▶ _Written problem_
Set down, in full, every record in the block.

Records from a dataset:
┄┄┄┄┄┄

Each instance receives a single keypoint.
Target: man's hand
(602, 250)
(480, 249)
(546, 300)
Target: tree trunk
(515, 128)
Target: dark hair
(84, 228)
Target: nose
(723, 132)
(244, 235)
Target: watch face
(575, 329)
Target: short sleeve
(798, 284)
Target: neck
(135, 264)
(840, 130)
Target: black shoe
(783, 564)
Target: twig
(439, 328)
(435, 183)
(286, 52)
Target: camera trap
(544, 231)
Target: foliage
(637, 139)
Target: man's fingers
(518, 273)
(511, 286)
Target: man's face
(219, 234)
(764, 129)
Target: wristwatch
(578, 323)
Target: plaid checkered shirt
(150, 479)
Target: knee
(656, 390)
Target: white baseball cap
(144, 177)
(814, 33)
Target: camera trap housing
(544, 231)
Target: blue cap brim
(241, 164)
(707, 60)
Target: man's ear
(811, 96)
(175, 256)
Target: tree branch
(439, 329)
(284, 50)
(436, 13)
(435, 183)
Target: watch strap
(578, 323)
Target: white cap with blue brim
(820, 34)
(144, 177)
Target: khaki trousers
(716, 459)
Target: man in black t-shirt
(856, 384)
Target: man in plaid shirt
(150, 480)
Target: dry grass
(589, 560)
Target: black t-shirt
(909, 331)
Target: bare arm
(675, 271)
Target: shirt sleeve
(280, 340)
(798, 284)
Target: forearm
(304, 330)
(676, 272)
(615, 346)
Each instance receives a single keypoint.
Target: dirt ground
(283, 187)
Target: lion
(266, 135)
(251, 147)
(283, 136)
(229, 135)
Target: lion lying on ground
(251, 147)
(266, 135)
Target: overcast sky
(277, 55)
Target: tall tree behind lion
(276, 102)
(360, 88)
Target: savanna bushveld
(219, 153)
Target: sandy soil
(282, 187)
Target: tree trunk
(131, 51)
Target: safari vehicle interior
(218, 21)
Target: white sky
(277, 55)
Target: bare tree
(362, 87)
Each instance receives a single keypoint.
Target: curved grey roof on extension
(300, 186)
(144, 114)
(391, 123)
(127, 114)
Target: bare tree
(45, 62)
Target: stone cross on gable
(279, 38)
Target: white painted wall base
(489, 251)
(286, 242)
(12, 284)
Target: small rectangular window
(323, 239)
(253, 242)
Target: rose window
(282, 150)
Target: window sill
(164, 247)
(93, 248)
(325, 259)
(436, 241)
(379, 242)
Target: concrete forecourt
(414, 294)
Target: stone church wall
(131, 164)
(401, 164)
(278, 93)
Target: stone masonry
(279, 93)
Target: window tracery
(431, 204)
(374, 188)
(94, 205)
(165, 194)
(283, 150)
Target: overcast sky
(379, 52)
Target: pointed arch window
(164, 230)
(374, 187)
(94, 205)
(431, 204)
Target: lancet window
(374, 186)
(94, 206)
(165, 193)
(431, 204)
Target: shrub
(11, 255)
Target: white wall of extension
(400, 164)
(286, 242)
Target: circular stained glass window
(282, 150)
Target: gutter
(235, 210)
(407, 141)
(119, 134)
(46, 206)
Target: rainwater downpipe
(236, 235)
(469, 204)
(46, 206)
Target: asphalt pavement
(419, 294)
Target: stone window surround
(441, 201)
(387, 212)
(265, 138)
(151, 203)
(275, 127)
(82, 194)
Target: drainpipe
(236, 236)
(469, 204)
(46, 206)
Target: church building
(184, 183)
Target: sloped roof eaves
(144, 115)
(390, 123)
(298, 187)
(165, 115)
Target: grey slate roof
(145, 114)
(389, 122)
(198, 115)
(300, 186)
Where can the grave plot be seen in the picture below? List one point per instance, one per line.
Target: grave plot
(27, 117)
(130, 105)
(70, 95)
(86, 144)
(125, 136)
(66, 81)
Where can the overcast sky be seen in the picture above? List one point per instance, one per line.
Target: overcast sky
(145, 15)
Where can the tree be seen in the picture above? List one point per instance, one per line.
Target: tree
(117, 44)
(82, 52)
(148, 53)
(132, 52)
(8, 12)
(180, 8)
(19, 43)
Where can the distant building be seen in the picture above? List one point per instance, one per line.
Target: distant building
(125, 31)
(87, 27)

┄┄┄┄┄┄

▶ _Answer to the problem_
Each instance receives a single keypoint.
Target: man's hand
(602, 250)
(480, 249)
(546, 300)
Target: tree trunk
(515, 128)
Target: dark hair
(84, 228)
Target: nose
(723, 132)
(244, 235)
Target: watch face
(575, 329)
Target: short sleeve
(798, 284)
Target: neck
(135, 264)
(840, 130)
Target: black shoe
(783, 564)
Target: twig
(439, 328)
(435, 183)
(286, 52)
Target: camera trap
(544, 231)
Target: foliage
(637, 139)
Target: man's fingers
(518, 273)
(511, 286)
Target: man's face
(219, 234)
(764, 129)
Target: wristwatch
(578, 323)
Target: plaid checkered shirt
(150, 479)
Target: knee
(656, 390)
Target: white baseball cap
(144, 177)
(814, 33)
Target: camera trap housing
(544, 231)
Target: blue cap brim
(241, 164)
(707, 60)
Target: man's ear
(811, 96)
(175, 256)
Target: tree branch
(439, 329)
(284, 50)
(436, 13)
(435, 183)
Target: watch strap
(578, 323)
Target: white cap with blue brim
(820, 34)
(144, 177)
Target: khaki trousers
(716, 459)
Target: man in black t-shirt
(856, 384)
Target: man in plaid shirt
(150, 480)
Target: dry grass
(589, 560)
Target: black t-shirt
(909, 331)
Target: bare arm
(675, 271)
Target: shirt sleeve
(280, 340)
(798, 284)
Target: forearm
(304, 330)
(676, 272)
(615, 346)
Each instance receives a single keypoint.
Target: dirt ground
(283, 187)
Target: lion
(266, 135)
(251, 147)
(283, 136)
(229, 135)
Target: lion lying on ground
(251, 147)
(266, 135)
Target: overcast sky
(277, 55)
Target: tall tree behind lion
(276, 102)
(360, 88)
Target: savanna bushveld
(219, 153)
Target: sandy soil
(282, 187)
Target: tree trunk
(131, 51)
Target: safari vehicle interior
(218, 21)
Target: white sky
(277, 55)
Target: bare tree
(362, 87)
Each instance receives a single keypoint.
Target: curved grey roof on extension
(300, 186)
(144, 114)
(391, 123)
(127, 114)
Target: bare tree
(45, 62)
Target: stone cross on gable
(279, 38)
Target: white painted wall base
(489, 251)
(286, 242)
(12, 284)
Target: small rectangular window
(323, 239)
(253, 242)
Target: rose window
(282, 150)
Target: window sill
(164, 247)
(93, 248)
(325, 259)
(436, 241)
(379, 242)
Target: concrete forecourt
(414, 294)
Target: stone church wall
(131, 164)
(401, 164)
(278, 93)
Target: stone masonry
(279, 93)
Target: window tracery
(431, 204)
(374, 188)
(94, 205)
(165, 194)
(283, 150)
Target: overcast sky
(379, 52)
Target: pointed arch window
(164, 230)
(374, 187)
(94, 205)
(431, 204)
Target: lancet window
(374, 186)
(94, 206)
(165, 193)
(431, 204)
Target: shrub
(11, 255)
Target: white wall of extension
(400, 164)
(286, 242)
Target: circular stained glass window
(282, 150)
Target: gutter
(235, 210)
(407, 141)
(119, 134)
(46, 206)
Target: rainwater downpipe
(236, 235)
(469, 204)
(46, 206)
Target: asphalt pavement
(419, 294)
Target: stone window surround
(441, 201)
(387, 212)
(265, 138)
(151, 203)
(275, 127)
(82, 194)
Target: drainpipe
(236, 236)
(469, 204)
(46, 206)
Target: church building
(184, 183)
Target: sloped roof eaves
(144, 115)
(390, 123)
(298, 187)
(165, 115)
Target: grey slate roof
(145, 114)
(389, 122)
(198, 115)
(300, 186)
Where can the grave plot be seen in the picture below? List one point per instance, one per line.
Target: grave plot
(27, 117)
(130, 105)
(70, 95)
(86, 144)
(125, 136)
(66, 81)
Where can the overcast sky be seen in the picture above? List one point per instance, one per line.
Target: overcast sky
(145, 15)
Where can the tree be seen in the picture above? List one point per instance, one per line.
Target: tree
(117, 44)
(82, 52)
(148, 53)
(132, 52)
(8, 12)
(180, 8)
(19, 43)
Where can the distant building be seen in the picture above? List one point per instance, one per line.
Target: distant building
(125, 31)
(87, 27)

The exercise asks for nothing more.